Task set -
1. In the piece about a cannabis breathalyzer, which bodily fluids does the quoted article say can already be tested for THC?
2. Pick up the piece about the cannabis breathalyzer right after the quoted passage, and carry it on in the same voice.

Excerpted passage -
“Smithers, bring out the hounds!”

One of the biggest issues surrounding cannabis and any changes to the law governing it is that of driving under the influence.  It is often cited as a reason against changing the law, but people seem to conveniently forget that prohibition does little to stop this.  People are already driving around under the influence of cannabis.

The Cannabist, the site the award-winning Denver Post set up after legalisation in Colorado, recently reported on a start up called Hound Labs who have created a marijuana breathalyzer.  This is a new way of testing for cannabis use by drivers, which is usually detected by either saliva or a field sobriety test.  The article states:

“Technology already exists to test for THC — the psychoactive ingredient in marijuana — in users’ blood, saliva and urine. But the chemical can remain in those bodily fluids for days or weeks after smoking or ingesting marijuana, meaning a user risks being wrongfully accused of DUI even if he or she is no longer under the influence of the drug.”

Data extract -
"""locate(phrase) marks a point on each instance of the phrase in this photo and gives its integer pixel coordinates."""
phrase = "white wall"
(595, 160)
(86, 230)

Task results -
1. Blood, saliva, urine

2.
Therein, lies the rub. Current testing regimes can and do provide false positives – people who have cannabis in their bloodstream but who are not impaired.  Colorado, for example has set the legal limit for THC at 5ng (nanograms) per litre of blood. Problem is, a regular smoker can always have this amount of THC in the blood, regardless of whether they have smoked in the last few hours or not.  This article by the Associated Press provides a good overview of the issues.

“There is understandably a strong desire by both lawmakers and the public to create legal limits for marijuana impairment in the same manner we do alcohol,” said Marshall Doney, AAA’s president and CEO. “In the case of marijuana, this approach is flawed and not supported by scientific research.”

New Zealand police still currently use field sobriety tests as their major way of detecting cannabis impairment.   However, this is set to change with the introduction of saliva testing.  These saliva tests can detect cannabis up to 12 hours after use, long after any impairment has dissipated, and have been challenged successfully in court.  And this article from The Canberra Times about a motorcyclist being wrongfully charged for drug driving after a crash is a good example of the negative externalities that drug prohibition can cause.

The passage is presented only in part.